En ce qui concerne le postulat de chaos ontologique du monde, et pour revenir à notre époque, c'est le motif d'un autre reproche que je fais à la pensée épicurienne. Bien sûr, il est difficile d'en vouloir à un penseur d'une époque aussi lointaine, où les connaissances scientifiques étaient médiocres comparativement aux nôtres (quand bien même Épicure avait écrit un livre sur la nature en 32 volumes, malheureusement entièrement perdu, puisque l’Église, on le comprendra, n'aimait pas beaucoup Épicure). Mais cette théorie excessivement matérialiste — et pourtant assez répandue chez les « scientistes » aujourd'hui — ne peut selon moi plus avoir de valeur à l'aune des connaissances modernes : la biologie, la théorie de l'évolution, l'écologie (la science) ou la psychologie ne peuvent plus accréditer l'absence fondamentale d'ordre dans le monde... Même s'il existe sans aucun doute une part plus ou moins grande d'un principe chaotique structurant (le monde n'a pas d'ordre fixe : il est en perpétuel ré-équilibrage).
———
ACTIVITÉ 1:
Répondez à ces questions sur le texte consacré à la pensée épicurienne.
(a) En combien de volumes Épicure avait-il écrit un livre sur la nature ?
(b) Quelles disciplines ne peuvent plus accréditer l'absence fondamentale d'ordre dans le monde ?
(c) Qu'est-ce qui caractérise le monde, puisqu'il n'a pas d'ordre fixe ?
ACTIVITÉ 2: Poursuivez le texte sur la pensée épicurienne après sa dernière phrase.
Les lignes qui suivent proviennent d'une source distincte du texte.
———
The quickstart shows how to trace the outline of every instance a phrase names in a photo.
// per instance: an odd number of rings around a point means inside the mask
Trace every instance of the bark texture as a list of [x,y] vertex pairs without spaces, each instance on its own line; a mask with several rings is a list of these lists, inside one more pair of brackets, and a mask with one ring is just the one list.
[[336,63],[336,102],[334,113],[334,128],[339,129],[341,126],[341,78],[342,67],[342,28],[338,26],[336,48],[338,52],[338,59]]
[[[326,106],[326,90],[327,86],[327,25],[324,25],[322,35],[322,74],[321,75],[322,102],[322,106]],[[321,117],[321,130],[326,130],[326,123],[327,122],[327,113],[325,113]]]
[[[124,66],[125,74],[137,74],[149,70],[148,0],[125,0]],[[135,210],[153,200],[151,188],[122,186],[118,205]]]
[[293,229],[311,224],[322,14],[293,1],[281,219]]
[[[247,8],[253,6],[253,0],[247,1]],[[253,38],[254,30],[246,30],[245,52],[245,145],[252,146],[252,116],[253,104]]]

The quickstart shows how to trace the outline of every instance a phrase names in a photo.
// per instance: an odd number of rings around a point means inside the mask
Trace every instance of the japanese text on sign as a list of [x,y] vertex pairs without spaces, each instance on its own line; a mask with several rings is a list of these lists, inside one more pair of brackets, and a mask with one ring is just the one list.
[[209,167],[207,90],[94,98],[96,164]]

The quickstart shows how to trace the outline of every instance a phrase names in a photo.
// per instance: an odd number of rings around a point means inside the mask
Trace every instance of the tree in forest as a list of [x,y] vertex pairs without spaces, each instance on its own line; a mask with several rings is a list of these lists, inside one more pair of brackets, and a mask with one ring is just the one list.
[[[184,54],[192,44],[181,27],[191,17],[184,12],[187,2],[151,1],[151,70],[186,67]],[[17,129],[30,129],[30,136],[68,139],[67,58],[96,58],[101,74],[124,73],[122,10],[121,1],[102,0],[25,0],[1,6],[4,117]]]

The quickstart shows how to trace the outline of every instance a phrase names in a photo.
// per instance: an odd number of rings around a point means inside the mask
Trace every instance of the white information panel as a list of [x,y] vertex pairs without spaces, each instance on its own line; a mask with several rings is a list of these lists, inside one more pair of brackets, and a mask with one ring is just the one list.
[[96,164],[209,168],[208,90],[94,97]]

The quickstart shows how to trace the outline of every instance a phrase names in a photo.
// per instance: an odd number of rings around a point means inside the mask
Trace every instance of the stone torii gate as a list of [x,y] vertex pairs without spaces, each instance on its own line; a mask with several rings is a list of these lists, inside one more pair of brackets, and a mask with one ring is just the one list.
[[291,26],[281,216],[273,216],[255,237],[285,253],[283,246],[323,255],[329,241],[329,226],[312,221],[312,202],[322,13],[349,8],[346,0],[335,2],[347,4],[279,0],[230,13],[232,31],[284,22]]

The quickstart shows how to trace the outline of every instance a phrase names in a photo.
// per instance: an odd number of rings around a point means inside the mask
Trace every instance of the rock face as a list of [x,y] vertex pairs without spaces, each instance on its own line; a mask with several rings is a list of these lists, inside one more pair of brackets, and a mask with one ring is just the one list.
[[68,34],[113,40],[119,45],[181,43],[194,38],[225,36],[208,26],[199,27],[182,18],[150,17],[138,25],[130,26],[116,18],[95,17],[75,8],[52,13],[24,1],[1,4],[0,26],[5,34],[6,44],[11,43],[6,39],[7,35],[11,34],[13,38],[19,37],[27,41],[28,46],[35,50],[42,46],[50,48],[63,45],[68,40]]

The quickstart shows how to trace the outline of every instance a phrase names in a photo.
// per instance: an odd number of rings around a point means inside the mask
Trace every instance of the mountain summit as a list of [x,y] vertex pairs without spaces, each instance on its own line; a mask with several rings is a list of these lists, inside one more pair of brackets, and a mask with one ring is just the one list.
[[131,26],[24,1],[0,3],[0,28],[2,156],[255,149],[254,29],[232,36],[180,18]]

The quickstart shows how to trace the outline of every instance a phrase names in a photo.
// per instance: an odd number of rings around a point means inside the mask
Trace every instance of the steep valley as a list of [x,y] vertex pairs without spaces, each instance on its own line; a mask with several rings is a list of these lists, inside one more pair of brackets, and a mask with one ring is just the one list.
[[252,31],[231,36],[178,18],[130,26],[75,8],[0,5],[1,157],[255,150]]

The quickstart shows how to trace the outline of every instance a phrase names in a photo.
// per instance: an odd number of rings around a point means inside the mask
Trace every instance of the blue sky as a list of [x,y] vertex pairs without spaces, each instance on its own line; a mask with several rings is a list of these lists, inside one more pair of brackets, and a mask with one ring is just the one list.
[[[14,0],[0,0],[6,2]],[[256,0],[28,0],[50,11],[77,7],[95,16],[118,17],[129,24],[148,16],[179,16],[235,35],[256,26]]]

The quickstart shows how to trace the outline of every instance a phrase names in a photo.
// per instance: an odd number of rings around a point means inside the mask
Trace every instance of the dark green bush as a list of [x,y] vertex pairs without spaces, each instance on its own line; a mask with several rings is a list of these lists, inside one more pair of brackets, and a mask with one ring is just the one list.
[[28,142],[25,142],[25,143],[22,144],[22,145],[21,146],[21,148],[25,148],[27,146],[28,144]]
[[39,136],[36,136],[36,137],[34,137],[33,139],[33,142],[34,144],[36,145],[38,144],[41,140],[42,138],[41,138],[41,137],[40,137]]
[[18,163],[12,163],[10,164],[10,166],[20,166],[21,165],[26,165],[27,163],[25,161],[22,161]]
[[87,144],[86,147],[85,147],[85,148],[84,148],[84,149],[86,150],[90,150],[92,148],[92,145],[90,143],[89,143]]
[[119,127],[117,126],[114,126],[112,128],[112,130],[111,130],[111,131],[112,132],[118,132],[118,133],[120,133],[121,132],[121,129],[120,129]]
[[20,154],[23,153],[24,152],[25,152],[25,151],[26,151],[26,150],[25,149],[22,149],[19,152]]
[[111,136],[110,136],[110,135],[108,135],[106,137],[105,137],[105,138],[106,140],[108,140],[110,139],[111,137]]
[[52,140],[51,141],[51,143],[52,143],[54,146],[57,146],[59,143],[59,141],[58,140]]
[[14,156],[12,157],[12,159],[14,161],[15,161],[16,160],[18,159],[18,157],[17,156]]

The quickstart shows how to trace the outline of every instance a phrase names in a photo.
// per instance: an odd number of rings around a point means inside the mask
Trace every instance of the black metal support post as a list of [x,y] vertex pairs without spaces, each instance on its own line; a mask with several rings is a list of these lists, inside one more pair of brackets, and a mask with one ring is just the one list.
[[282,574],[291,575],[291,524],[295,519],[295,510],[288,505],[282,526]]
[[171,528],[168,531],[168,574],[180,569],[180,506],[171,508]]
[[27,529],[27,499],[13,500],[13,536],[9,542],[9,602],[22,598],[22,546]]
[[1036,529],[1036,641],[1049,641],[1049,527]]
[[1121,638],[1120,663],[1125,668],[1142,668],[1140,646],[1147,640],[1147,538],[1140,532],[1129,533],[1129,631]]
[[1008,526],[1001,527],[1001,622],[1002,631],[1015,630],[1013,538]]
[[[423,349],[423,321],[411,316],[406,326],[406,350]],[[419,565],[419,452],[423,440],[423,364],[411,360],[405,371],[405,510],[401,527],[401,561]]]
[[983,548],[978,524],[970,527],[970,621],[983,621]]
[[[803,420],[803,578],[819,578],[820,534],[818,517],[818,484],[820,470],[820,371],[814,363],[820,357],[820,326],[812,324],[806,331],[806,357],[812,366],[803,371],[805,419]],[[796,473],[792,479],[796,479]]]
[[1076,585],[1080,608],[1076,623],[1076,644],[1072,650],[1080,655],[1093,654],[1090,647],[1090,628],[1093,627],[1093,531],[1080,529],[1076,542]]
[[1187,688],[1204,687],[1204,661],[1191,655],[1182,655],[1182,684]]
———
RÉPONSE FINALE 1:
(a) En 32 volumes.
(b) La biologie, la théorie de l'évolution, l'écologie (la science) et la psychologie.
(c) Il est en perpétuel ré-équilibrage.

RÉPONSE FINALE 2:
De fait, cette sorte de nihilisme épicurien — ce sentiment que le monde n'a pas d'ordre — qu'on tente de remplacer par une quête du plaisir comme seul motif valable d'existence me semble ne pas avoir de sens (précisons tout de même que, pour Épicure, chercher le plaisir c'était agir conformément à la nature : donc le monde n'était pas si absurde que ça pour lui). Le monde n'est pas totalement dépourvu de sens (même si c'est essentiellement notre rapport au monde qui lui en donne un, comme le postulait Heidegger), et notre mode d'existence dans celui-ci ne se fait pas de façon individuelle : de fait, il est absurde de juger le monde de façon strictement personnelle, en nous pensant au-delà du groupe... (ce que postulait également Heidegger)


Bref, si dans son application pratique, la pensée épicurienne me semble d'une sagesse qu'on devrait sérieusement méditer, il me semble qu'on doit garder une certaine distance critique avec ce qu'elle postulait de façon plus théorique.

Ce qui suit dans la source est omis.